▸ **Records**:
##############################

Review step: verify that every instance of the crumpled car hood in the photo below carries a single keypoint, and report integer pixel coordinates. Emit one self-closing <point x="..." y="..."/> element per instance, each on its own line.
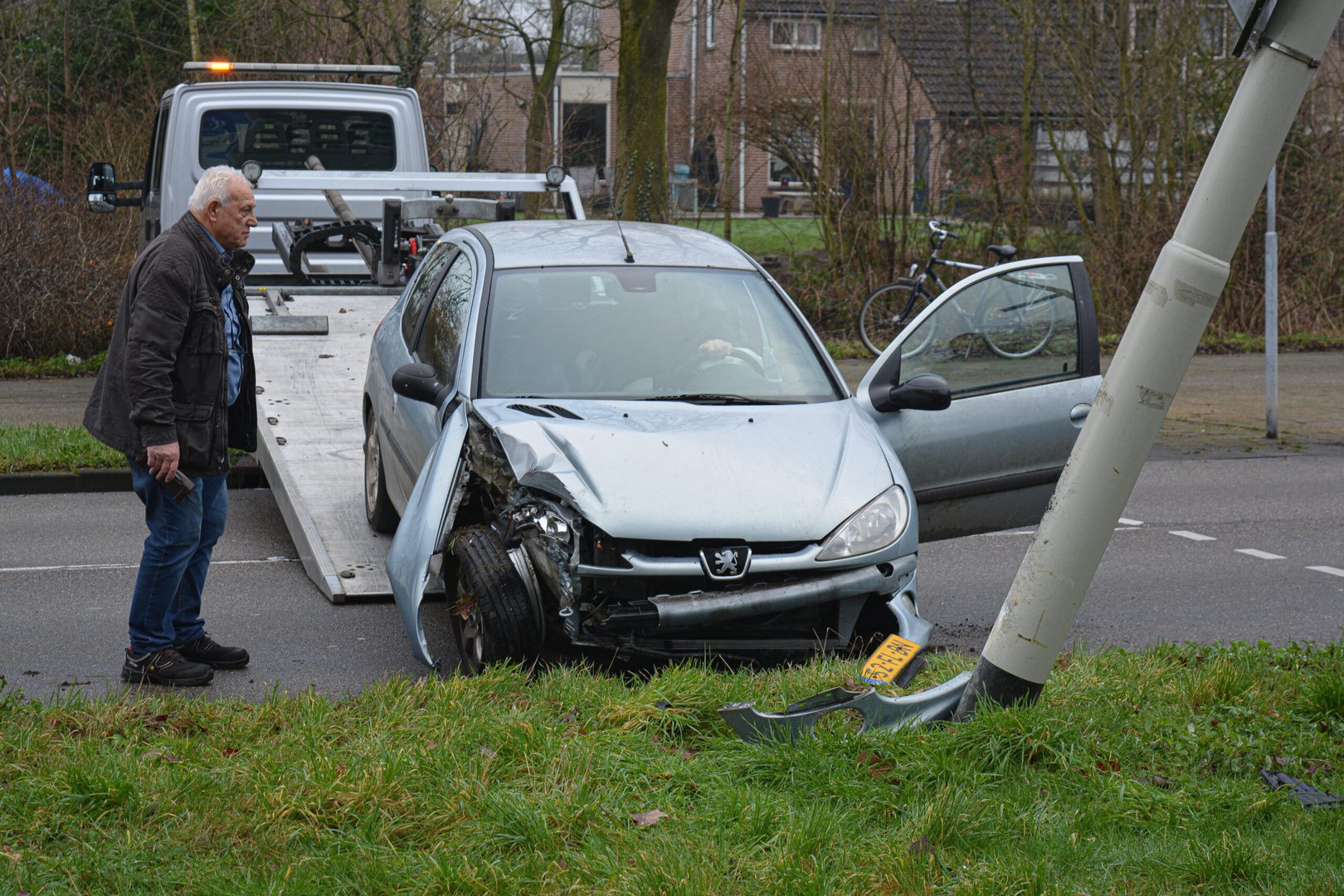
<point x="679" y="472"/>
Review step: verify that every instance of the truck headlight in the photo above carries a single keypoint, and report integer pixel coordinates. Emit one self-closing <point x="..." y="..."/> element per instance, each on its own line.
<point x="873" y="528"/>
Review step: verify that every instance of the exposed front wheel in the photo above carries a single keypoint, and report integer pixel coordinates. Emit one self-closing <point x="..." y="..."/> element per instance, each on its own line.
<point x="378" y="507"/>
<point x="492" y="614"/>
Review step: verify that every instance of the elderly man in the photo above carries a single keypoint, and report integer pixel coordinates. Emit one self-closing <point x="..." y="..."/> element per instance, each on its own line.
<point x="177" y="392"/>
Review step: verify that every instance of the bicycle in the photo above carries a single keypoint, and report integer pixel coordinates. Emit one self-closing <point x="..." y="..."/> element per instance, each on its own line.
<point x="891" y="306"/>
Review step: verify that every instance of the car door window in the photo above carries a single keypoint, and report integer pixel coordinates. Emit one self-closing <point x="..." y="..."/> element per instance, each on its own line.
<point x="426" y="278"/>
<point x="1019" y="328"/>
<point x="441" y="340"/>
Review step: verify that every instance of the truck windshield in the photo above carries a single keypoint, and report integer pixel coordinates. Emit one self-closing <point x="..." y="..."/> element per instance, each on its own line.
<point x="286" y="137"/>
<point x="645" y="334"/>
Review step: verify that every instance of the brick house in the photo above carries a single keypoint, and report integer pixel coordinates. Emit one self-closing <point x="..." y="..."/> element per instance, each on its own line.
<point x="917" y="102"/>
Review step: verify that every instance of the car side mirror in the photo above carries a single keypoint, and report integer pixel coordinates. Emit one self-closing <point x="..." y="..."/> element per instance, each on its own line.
<point x="102" y="187"/>
<point x="417" y="382"/>
<point x="923" y="392"/>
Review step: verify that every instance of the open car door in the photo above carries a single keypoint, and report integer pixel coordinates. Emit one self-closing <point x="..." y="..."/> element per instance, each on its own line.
<point x="1018" y="348"/>
<point x="427" y="518"/>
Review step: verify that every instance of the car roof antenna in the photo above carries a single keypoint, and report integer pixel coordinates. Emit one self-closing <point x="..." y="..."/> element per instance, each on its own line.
<point x="629" y="256"/>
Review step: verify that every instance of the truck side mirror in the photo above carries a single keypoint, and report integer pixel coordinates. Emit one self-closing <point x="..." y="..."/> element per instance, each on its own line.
<point x="102" y="187"/>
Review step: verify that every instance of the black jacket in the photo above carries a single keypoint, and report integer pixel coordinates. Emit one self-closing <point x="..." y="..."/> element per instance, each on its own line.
<point x="166" y="375"/>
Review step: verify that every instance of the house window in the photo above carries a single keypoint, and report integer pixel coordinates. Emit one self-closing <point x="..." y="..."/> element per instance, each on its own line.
<point x="793" y="158"/>
<point x="1213" y="32"/>
<point x="585" y="134"/>
<point x="1142" y="27"/>
<point x="866" y="38"/>
<point x="795" y="34"/>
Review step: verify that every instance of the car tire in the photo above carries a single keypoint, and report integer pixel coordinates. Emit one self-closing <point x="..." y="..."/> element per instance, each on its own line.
<point x="492" y="614"/>
<point x="378" y="507"/>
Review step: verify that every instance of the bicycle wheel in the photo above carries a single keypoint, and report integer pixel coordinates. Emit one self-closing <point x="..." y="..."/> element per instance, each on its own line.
<point x="1019" y="325"/>
<point x="884" y="314"/>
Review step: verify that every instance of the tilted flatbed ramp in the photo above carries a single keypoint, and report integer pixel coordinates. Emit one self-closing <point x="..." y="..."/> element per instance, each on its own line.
<point x="311" y="345"/>
<point x="311" y="433"/>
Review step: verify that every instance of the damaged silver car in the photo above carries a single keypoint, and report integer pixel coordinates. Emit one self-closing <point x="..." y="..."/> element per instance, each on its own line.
<point x="626" y="437"/>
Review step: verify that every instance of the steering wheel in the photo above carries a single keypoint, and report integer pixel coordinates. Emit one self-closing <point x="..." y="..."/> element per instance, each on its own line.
<point x="737" y="356"/>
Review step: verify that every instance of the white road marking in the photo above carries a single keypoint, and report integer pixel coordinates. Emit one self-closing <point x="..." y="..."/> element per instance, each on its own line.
<point x="85" y="567"/>
<point x="1008" y="533"/>
<point x="1262" y="555"/>
<point x="1328" y="570"/>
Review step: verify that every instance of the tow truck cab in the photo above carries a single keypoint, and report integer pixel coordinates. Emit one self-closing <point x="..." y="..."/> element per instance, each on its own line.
<point x="280" y="124"/>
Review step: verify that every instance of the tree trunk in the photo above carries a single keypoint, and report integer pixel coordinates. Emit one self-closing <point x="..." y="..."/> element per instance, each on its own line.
<point x="730" y="155"/>
<point x="641" y="97"/>
<point x="539" y="105"/>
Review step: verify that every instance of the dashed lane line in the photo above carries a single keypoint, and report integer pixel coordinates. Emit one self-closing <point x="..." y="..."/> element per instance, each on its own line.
<point x="85" y="567"/>
<point x="1262" y="555"/>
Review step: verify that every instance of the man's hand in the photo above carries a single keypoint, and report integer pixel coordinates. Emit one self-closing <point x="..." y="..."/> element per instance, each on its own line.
<point x="162" y="461"/>
<point x="717" y="348"/>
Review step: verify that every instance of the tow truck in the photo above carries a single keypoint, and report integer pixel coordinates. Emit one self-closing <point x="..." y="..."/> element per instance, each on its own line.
<point x="348" y="204"/>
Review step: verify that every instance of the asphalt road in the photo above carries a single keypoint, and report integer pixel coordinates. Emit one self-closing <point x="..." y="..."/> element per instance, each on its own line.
<point x="67" y="564"/>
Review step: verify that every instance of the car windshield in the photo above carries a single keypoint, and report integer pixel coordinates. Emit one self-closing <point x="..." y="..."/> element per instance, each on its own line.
<point x="691" y="334"/>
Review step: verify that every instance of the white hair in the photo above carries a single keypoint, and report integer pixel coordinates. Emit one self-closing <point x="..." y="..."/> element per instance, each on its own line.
<point x="214" y="186"/>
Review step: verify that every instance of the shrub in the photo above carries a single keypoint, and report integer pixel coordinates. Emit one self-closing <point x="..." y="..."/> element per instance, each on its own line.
<point x="65" y="270"/>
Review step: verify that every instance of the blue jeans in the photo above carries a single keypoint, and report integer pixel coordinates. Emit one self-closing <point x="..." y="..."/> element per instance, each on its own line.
<point x="166" y="605"/>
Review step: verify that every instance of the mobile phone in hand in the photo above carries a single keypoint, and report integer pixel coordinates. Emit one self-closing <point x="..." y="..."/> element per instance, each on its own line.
<point x="184" y="486"/>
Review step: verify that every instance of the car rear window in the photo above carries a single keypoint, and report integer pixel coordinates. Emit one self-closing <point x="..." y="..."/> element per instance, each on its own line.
<point x="286" y="137"/>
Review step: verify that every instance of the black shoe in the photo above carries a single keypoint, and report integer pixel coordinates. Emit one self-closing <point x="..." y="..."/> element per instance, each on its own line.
<point x="216" y="655"/>
<point x="164" y="666"/>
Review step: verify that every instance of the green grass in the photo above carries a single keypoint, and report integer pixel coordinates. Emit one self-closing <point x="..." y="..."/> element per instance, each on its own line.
<point x="43" y="448"/>
<point x="1252" y="343"/>
<point x="765" y="236"/>
<point x="1135" y="772"/>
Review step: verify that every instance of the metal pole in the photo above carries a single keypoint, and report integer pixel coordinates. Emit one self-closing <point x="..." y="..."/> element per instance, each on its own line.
<point x="1270" y="314"/>
<point x="1151" y="362"/>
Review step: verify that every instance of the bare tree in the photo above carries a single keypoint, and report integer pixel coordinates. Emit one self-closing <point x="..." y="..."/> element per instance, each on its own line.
<point x="641" y="99"/>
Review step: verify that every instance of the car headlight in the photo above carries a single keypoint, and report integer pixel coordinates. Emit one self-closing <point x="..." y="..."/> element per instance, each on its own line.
<point x="873" y="528"/>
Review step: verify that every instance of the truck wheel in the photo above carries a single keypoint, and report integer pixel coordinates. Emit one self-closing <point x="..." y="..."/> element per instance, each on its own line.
<point x="492" y="614"/>
<point x="378" y="507"/>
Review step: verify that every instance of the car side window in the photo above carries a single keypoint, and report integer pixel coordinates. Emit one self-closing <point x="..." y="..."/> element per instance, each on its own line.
<point x="422" y="286"/>
<point x="1019" y="328"/>
<point x="441" y="340"/>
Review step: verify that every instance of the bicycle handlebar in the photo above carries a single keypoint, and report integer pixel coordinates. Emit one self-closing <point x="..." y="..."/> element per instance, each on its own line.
<point x="938" y="234"/>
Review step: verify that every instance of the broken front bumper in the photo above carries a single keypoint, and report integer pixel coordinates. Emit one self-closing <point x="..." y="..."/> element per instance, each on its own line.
<point x="878" y="711"/>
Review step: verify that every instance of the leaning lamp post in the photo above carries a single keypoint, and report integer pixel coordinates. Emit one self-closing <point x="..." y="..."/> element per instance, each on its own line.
<point x="1287" y="39"/>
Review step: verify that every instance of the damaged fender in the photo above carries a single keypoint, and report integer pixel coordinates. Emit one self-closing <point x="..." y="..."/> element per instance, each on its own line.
<point x="797" y="720"/>
<point x="426" y="520"/>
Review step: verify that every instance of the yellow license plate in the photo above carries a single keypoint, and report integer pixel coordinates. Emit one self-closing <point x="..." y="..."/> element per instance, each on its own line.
<point x="889" y="660"/>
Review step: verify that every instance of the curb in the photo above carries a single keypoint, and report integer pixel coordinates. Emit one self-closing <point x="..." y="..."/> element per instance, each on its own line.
<point x="106" y="480"/>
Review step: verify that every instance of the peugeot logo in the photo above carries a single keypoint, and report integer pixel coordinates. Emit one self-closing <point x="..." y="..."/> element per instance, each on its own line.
<point x="728" y="562"/>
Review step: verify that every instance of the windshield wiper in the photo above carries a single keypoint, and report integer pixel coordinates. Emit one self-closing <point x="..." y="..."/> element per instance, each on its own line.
<point x="715" y="398"/>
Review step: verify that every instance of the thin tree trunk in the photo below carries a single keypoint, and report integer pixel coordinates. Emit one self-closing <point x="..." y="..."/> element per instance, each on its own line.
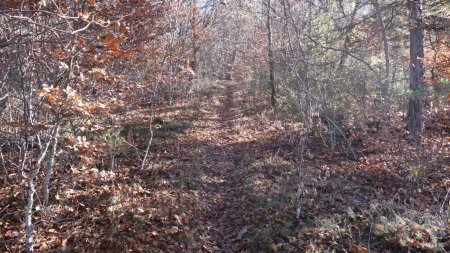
<point x="270" y="55"/>
<point x="385" y="88"/>
<point x="49" y="168"/>
<point x="415" y="121"/>
<point x="34" y="171"/>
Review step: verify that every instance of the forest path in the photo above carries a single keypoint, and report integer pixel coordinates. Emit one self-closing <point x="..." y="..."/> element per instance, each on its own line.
<point x="227" y="176"/>
<point x="225" y="200"/>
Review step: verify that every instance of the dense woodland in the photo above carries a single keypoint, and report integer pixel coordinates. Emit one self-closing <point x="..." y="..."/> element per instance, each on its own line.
<point x="224" y="126"/>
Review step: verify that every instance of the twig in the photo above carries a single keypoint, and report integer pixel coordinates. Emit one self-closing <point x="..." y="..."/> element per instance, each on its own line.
<point x="149" y="142"/>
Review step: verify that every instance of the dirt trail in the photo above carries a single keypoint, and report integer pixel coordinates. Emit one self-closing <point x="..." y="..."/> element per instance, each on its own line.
<point x="222" y="196"/>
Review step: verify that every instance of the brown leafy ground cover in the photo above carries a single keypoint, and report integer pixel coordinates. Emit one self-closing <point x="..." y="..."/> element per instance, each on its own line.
<point x="226" y="177"/>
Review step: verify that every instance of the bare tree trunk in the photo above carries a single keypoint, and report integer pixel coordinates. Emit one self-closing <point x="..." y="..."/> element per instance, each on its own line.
<point x="270" y="55"/>
<point x="385" y="88"/>
<point x="29" y="216"/>
<point x="415" y="121"/>
<point x="34" y="171"/>
<point x="49" y="168"/>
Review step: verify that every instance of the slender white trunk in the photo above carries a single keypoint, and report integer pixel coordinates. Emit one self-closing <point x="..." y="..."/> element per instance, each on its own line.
<point x="49" y="168"/>
<point x="29" y="216"/>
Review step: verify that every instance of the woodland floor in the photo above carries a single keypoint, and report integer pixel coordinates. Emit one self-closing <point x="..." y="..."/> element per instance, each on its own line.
<point x="223" y="176"/>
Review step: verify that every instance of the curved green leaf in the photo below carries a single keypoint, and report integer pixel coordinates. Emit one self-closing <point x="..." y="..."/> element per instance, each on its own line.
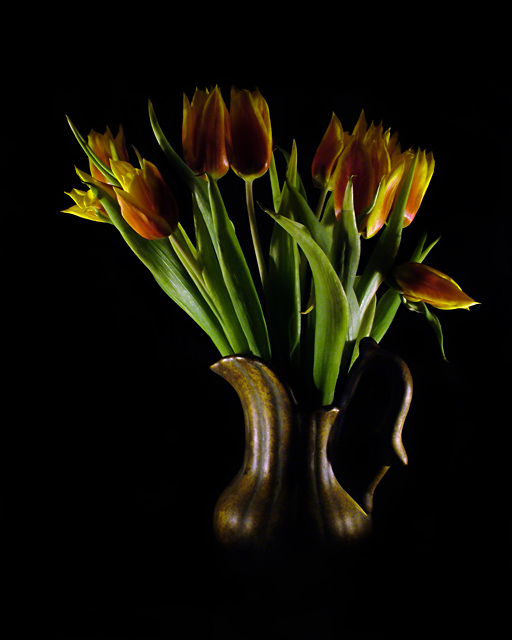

##############################

▸ **Work request**:
The lines to copy begin with the one containing "Review step: verify that every instance of the bare tree trunk" and end with the last line of the entries above; copy them exactly, minus the pictures.

▸ **Your response**:
Review step: verify that every instance of the bare tree trunk in the photo above carries a single keypoint, and report integer pixel coordinates. Emit one self-closing <point x="..." y="..."/> element per instance, each on its own line.
<point x="270" y="55"/>
<point x="385" y="88"/>
<point x="29" y="216"/>
<point x="415" y="121"/>
<point x="34" y="171"/>
<point x="49" y="168"/>
Review step: verify that every instance of the slender white trunk in the photo above carries a single keypoint, and report integer pixel coordinates. Emit one self-closing <point x="..." y="..."/> element per instance, each on its own line.
<point x="49" y="168"/>
<point x="29" y="216"/>
Review step: verify that every instance of the woodland floor in the photo above carries a single keypoint, and report integer pixel coordinates. Emit one self-closing <point x="..." y="..."/> element per instance, each on its own line.
<point x="223" y="176"/>
Review step: verify that every instance of the curved green leaf in the photo below carries a single keypoint, and report integer pixel coordinates. Emit one self-closing <point x="..." y="..."/> element per instance, each on its own line.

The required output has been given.